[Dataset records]
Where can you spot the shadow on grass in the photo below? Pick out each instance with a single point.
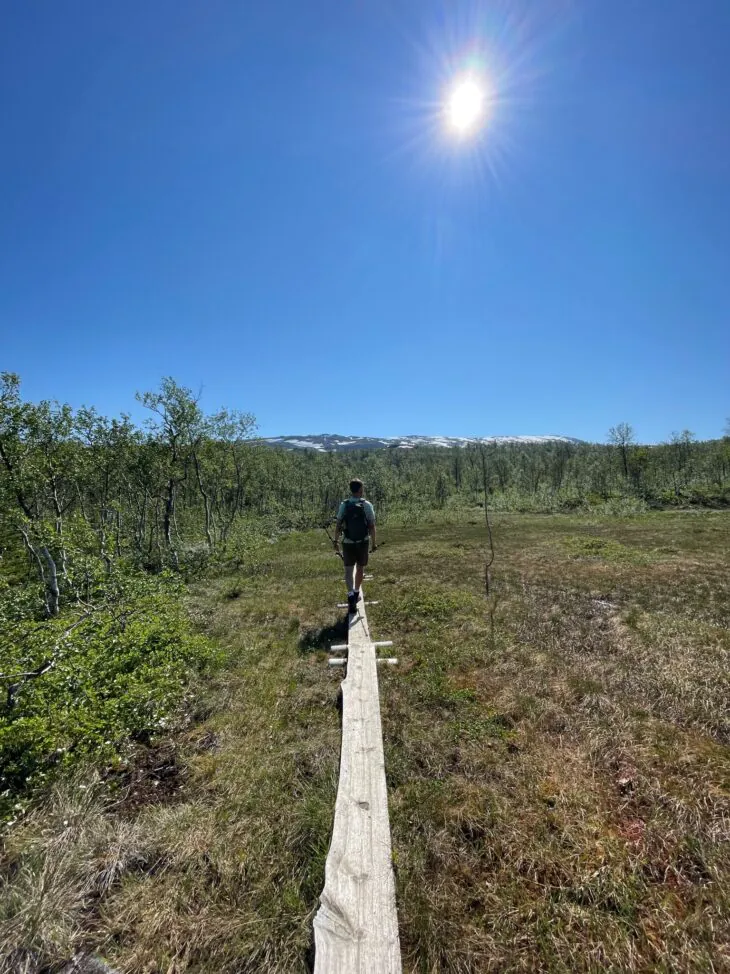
(315, 640)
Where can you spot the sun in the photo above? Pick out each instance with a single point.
(465, 106)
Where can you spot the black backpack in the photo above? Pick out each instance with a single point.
(356, 525)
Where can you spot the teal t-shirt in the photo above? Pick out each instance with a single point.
(369, 515)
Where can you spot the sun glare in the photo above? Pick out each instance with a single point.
(465, 106)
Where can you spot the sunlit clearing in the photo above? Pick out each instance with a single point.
(465, 106)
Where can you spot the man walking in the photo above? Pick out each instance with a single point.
(356, 518)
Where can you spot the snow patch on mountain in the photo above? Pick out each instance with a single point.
(326, 442)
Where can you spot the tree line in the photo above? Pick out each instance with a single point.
(81, 492)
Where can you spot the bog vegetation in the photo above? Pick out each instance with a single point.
(161, 616)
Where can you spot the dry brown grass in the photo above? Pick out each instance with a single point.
(559, 770)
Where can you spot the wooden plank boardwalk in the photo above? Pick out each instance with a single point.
(356, 926)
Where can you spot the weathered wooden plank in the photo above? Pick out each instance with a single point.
(356, 927)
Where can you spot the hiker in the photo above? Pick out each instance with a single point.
(356, 517)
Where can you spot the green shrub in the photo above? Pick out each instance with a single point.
(120, 674)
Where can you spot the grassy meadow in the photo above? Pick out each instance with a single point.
(557, 756)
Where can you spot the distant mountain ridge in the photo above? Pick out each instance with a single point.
(327, 442)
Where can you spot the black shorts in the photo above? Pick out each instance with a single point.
(355, 553)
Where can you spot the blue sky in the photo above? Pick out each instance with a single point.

## Problem description
Write out every line of the listing above word for word, leaving out the pictures.

## Result
Where can you spot the shadow on grass in the photo below? Pick out each instance with a single point.
(315, 640)
Where can you spot the sun in the photo above? Pick out each instance with a single point.
(465, 106)
Where can you spot the black backpack in the photo above? Pick out each instance with a single point.
(356, 525)
Where can you spot the teal t-shirt in the photo above? Pick out each instance with a single point.
(369, 515)
Where can you spot the sun glare in the photo above? Pick out each instance with a single point.
(465, 106)
Where can you spot the sunlit clearing in the photo above? Pick out each instance with a single point.
(465, 106)
Where can you spot the man walking in the photo above? Pick out each instance with a single point.
(356, 518)
Where can you spot the snow patch on mountain in the photo above? Pick out each instance with a single point.
(326, 442)
Where can you spot the tree line in the photo above? Pick out each instance with a single point.
(81, 492)
Where can you spot the bog vegetation in the photo above? Pick out each instance with a single point.
(161, 616)
Where can you spot the dry brown grass in the photo above? Pick out each instance with a single point.
(559, 770)
Where can you spot the wooden plank boardwalk in the photo above? Pick out each instance with a single point.
(356, 926)
Where can you spot the weathered wooden plank in the photo above? Pick out each instance with a single point.
(356, 927)
Where can you spot the hiker in the photo above? Pick out each instance with a single point.
(356, 517)
Where can you spot the green shrub in the photo above? Pick out each instance with a single point.
(120, 674)
Where can you spot the grassy meadow in the photo above? Pick out each instance with a single point.
(557, 756)
Where can you spot the distant mountain ridge in the photo above? Pick out each instance with a single point.
(327, 442)
Where can you spot the black shorts in the photo above? Pick out each instance with a single point.
(355, 553)
Where can you spot the blue sky in the photo above? Pick out each instance with a single point.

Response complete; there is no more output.